**Consigne 1**
Reportez dans une liste JSON de chaînes, à raison d'une chaîne par ligne et sans les lignes vides, tout ce qui va du début des enregistrements jusqu'à la ligne contenant "M255 126L253 126L253", celle-ci comprise.

**Texte proposé**
━━━━━━━━━━━━━━━━━━━━

Derrière un mur, je n’imaginerais pas qu’il puisse se trouver cette immense demeure. António se garerait devant un petit bâtiment. Des bureaux, je me dirais. Il m’inviterait à entrer en me laissant passer devant lui par politesse. Il y aurait un faux couloir et une porte à pousser. Sur les murs, il y aurait des gravures de toros, des vieux Palha de toutes les couleurs. J’aime bien les couleurs, je m’en rendrais compte. Je pousserais la porte. J’aurais la gorge un peu serrée. « Que lui dire ? Comment va-t-il me saluer ? Ça l’agace de me recevoir ? J’aurais dû me raser ? » Je me poserais toutes ces questions en une fraction de seconde. Je n’aurais pas le temps de réfléchir plus. La porte serait ouverte. Je me trouverais derrière une sorte de comptoir en bois. Au-delà du comptoir, il y aurait deux bureaux et une femme rieuse. Je la trouverais d’emblée sympathique, rassurante en vérité. Ce ne serait pas Fernando Palha. Évidemment. Je regarderais cette pièce à la vitesse de mes interrogations, sans vraiment voir, sans vraiment fixer mon regard. Je verrais alors un chapeau campero de ala ancha penché sur des papiers disséminés.

━━━━━━━━━━━━━━━━━━━━

**Données fournies**
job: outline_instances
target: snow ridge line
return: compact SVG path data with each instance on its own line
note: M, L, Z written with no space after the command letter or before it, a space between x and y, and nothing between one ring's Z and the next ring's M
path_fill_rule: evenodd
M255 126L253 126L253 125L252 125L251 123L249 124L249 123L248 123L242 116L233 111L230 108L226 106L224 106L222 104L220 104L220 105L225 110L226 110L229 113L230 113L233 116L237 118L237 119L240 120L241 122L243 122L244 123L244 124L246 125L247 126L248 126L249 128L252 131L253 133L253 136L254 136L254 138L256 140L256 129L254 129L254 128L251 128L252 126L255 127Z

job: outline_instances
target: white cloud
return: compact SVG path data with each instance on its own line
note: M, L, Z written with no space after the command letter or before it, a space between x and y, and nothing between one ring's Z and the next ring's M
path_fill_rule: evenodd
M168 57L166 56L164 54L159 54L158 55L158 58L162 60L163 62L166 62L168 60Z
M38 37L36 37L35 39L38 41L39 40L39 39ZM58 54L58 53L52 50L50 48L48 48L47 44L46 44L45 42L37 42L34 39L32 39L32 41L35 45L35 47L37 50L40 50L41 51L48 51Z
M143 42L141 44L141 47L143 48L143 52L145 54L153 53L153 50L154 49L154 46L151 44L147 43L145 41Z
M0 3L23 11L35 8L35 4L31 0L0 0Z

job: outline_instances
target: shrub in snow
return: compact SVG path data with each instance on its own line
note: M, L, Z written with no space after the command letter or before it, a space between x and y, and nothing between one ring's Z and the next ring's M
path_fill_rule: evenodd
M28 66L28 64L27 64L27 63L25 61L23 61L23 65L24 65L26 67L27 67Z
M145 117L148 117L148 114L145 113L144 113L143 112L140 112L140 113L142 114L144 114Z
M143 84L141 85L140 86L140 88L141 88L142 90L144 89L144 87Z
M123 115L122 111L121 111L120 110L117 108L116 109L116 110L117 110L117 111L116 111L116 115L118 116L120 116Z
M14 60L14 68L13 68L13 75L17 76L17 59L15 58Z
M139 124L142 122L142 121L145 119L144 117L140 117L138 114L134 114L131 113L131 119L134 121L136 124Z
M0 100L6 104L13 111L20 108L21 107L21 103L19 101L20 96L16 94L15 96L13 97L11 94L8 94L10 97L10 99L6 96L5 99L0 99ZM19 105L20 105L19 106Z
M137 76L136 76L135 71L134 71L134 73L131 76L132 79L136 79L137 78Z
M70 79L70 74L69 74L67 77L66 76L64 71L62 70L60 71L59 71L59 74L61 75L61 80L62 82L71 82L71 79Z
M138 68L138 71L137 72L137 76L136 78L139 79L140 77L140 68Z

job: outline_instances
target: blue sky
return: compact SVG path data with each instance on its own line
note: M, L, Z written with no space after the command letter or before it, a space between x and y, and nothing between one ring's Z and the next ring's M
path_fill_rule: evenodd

━━━━━━━━━━━━━━━━━━━━

**Consigne 2**
(a) D'après le texte, devant quel type de bâtiment António se garerait-il ?
(b) Que représenteraient les gravures accrochées aux murs ?
(c) Qu'y aurait-il au-delà du comptoir en bois ?

**Corrigé détaillé 1**
[
  "job: outline_instances",
  "target: snow ridge line",
  "return: compact SVG path data with each instance on its own line",
  "note: M, L, Z written with no space after the command letter or before it, a space between x and y, and nothing between one ring's Z and the next ring's M",
  "path_fill_rule: evenodd",
  "M255 126L253 126L253 125L252 125L251 123L249 124L249 123L248 123L242 116L233 111L230 108L226 106L224 106L222 104L220 104L220 105L225 110L226 110L229 113L230 113L233 116L237 118L237 119L240 120L241 122L243 122L244 123L244 124L246 125L247 126L248 126L249 128L252 131L253 133L253 136L254 136L254 138L256 140L256 129L254 129L254 128L251 128L252 126L255 127Z"
]

**Corrigé détaillé 2**
(a) Devant un petit bâtiment.
(b) Des toros, des vieux Palha de toutes les couleurs.
(c) Deux bureaux et une femme rieuse.